**Exercise instructions**
Copy the lines below exactly as they appear, starting at the line that contains "# draw the outline of every instance of the dark" and ending at the line that contains "372 82 L 376", with both of those lines included.

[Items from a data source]
--- start ---
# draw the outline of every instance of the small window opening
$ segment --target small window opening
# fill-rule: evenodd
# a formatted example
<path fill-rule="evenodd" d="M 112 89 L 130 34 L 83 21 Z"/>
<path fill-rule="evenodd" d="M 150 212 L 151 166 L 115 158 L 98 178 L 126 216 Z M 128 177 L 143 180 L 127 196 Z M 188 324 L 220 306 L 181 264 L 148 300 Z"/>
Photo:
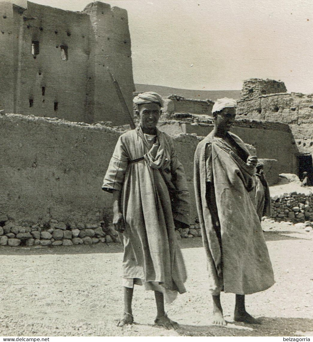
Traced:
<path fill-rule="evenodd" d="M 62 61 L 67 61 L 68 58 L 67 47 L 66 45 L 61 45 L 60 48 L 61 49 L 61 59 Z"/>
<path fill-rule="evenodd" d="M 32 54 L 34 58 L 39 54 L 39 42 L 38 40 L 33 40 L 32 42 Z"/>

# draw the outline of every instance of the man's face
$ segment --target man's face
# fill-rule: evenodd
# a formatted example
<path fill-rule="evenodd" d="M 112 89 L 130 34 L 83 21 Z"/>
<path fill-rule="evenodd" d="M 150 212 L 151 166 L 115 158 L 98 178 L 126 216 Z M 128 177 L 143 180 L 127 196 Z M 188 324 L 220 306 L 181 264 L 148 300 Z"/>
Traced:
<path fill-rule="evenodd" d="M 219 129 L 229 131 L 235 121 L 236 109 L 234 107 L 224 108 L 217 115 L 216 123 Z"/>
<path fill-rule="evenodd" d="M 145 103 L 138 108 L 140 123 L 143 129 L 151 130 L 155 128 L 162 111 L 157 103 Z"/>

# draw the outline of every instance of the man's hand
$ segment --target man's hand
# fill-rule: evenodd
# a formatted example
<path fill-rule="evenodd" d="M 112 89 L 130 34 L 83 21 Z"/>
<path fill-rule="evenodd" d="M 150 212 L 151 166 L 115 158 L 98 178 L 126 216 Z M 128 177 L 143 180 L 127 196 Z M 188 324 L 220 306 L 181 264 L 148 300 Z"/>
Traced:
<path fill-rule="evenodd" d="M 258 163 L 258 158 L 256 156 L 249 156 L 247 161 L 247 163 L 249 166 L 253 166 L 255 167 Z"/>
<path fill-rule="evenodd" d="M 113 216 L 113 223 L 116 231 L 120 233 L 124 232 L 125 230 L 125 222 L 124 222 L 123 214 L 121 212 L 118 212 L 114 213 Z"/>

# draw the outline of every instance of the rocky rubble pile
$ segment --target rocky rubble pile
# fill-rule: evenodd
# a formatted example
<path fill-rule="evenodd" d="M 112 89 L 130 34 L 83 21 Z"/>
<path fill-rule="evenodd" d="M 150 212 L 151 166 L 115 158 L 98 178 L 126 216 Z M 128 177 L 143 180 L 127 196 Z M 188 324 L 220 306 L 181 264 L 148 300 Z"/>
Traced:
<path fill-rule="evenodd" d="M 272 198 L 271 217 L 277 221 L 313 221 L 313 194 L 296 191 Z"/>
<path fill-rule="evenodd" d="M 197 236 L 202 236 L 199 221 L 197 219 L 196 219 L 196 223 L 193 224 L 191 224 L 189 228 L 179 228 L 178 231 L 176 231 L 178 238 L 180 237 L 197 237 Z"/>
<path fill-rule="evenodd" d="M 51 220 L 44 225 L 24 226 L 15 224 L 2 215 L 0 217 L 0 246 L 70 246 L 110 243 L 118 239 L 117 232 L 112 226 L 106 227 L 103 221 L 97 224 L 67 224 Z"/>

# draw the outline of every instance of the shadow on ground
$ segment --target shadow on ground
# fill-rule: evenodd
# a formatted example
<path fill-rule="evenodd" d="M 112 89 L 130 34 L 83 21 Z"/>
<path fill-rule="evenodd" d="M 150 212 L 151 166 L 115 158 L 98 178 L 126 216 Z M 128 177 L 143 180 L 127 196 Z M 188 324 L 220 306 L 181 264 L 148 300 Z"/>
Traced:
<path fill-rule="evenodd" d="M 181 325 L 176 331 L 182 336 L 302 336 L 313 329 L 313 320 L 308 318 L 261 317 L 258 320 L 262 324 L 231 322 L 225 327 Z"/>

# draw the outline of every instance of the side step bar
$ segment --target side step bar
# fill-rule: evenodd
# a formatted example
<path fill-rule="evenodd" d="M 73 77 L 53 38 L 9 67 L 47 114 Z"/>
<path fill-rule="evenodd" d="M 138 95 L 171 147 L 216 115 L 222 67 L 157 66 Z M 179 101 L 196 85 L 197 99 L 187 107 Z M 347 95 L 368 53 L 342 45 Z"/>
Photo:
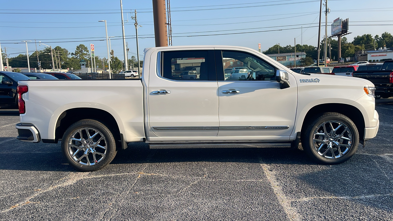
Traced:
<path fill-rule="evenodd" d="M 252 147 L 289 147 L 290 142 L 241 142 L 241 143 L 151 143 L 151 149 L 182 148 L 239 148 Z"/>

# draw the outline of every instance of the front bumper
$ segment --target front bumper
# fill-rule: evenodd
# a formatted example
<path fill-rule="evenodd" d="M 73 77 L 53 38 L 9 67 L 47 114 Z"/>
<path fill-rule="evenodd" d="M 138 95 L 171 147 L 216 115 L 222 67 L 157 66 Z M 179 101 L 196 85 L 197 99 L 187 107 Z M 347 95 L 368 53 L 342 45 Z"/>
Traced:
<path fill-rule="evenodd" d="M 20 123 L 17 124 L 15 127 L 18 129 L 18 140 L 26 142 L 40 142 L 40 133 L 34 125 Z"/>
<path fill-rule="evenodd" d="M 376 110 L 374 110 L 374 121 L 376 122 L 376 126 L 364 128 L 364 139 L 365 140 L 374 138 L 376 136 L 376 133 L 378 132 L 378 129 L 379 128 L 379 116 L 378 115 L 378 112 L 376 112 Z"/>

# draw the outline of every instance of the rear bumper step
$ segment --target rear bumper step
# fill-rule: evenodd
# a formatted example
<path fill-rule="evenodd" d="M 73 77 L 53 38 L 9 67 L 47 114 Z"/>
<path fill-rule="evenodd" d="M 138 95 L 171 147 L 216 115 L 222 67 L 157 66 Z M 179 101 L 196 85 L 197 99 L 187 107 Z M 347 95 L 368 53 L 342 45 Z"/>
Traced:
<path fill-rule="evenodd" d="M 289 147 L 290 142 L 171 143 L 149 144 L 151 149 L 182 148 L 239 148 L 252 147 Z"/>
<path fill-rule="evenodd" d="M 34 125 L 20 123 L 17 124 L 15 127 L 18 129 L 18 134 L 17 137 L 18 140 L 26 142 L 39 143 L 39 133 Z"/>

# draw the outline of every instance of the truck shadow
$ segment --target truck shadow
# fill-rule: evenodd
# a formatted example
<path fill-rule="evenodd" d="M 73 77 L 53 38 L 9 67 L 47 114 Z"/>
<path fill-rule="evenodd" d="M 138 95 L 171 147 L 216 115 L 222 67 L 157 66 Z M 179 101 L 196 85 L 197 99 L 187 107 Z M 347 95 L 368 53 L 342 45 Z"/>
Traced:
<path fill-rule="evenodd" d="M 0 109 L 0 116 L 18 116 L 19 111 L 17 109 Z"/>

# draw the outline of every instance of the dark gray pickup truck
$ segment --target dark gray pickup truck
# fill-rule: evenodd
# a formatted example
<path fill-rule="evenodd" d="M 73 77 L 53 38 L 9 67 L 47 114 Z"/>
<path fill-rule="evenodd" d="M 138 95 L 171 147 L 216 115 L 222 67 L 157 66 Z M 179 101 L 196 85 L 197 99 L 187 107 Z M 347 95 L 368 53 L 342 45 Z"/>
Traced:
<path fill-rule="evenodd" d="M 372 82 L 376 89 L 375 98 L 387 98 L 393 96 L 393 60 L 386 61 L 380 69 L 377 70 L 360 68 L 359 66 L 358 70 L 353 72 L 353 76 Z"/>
--- end ---
--- start ---
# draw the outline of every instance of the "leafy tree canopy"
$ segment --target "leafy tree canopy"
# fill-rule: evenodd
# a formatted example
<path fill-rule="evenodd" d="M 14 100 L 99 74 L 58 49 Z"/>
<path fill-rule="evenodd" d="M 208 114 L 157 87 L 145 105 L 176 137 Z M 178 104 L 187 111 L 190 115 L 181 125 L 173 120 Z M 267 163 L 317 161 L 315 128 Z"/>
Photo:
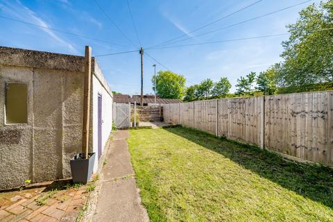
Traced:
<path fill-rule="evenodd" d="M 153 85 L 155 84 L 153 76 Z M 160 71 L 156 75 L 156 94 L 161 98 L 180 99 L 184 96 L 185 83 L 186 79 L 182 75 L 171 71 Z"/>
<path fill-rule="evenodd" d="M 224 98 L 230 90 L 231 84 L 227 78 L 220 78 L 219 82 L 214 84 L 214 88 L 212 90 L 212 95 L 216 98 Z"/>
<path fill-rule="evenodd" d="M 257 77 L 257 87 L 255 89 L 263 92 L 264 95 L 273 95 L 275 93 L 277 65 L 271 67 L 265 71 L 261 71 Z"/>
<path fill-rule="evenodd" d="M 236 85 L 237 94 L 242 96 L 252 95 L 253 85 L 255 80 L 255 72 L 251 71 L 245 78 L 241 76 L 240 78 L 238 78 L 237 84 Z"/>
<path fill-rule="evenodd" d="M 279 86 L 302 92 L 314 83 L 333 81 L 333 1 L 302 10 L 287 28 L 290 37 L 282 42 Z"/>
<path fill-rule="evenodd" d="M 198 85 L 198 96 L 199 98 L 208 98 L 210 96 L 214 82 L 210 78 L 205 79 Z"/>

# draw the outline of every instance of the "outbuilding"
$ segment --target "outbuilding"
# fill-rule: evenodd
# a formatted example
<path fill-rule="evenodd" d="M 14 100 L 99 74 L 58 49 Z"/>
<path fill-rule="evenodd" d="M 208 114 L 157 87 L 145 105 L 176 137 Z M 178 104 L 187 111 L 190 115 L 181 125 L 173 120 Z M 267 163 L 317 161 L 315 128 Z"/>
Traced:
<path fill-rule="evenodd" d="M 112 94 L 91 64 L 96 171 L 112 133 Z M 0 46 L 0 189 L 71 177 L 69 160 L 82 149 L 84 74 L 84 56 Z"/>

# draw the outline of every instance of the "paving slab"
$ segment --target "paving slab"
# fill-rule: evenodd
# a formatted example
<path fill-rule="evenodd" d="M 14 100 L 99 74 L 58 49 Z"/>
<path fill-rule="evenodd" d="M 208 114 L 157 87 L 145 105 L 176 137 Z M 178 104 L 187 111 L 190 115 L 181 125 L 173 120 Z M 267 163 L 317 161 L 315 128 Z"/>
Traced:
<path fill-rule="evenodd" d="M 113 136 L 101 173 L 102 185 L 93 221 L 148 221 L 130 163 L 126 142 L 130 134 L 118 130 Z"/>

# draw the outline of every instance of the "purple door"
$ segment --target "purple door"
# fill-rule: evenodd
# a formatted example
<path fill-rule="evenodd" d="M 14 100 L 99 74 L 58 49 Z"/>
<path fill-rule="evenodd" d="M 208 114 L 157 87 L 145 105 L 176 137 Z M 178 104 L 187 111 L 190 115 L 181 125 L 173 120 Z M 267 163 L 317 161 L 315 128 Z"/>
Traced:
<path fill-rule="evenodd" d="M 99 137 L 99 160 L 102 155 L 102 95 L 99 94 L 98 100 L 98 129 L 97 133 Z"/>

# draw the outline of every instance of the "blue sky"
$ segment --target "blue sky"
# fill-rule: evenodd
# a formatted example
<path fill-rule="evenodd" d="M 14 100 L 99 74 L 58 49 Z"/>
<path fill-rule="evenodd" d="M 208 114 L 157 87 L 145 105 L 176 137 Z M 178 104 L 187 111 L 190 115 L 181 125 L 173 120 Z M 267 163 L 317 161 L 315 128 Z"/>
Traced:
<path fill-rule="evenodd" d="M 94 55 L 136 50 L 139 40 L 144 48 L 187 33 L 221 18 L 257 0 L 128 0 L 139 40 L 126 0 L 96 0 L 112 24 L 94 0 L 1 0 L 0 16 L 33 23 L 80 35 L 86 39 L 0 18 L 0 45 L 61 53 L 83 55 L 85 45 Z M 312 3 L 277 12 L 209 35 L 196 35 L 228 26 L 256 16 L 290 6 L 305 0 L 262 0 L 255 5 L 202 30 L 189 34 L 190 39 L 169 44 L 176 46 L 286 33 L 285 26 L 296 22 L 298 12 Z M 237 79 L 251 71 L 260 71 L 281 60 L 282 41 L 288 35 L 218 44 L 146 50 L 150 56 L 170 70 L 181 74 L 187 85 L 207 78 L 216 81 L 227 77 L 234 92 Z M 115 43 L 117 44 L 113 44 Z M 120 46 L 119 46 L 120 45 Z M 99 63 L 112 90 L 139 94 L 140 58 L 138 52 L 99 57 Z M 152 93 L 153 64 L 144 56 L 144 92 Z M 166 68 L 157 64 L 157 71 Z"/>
--- end ---
**Problem solution**
# draw the outline of every instance of the dark gray pickup truck
$ segment --target dark gray pickup truck
# fill-rule: evenodd
# a formatted example
<path fill-rule="evenodd" d="M 73 77 L 53 38 L 9 67 L 47 114 Z"/>
<path fill-rule="evenodd" d="M 138 95 L 171 147 L 216 115 L 222 67 L 157 66 Z M 179 101 L 196 85 L 197 99 L 187 107 Z M 347 95 L 368 53 L 342 45 Z"/>
Traced:
<path fill-rule="evenodd" d="M 372 82 L 376 89 L 375 98 L 387 98 L 393 96 L 393 60 L 386 61 L 380 69 L 377 70 L 360 68 L 359 66 L 358 70 L 353 72 L 353 76 Z"/>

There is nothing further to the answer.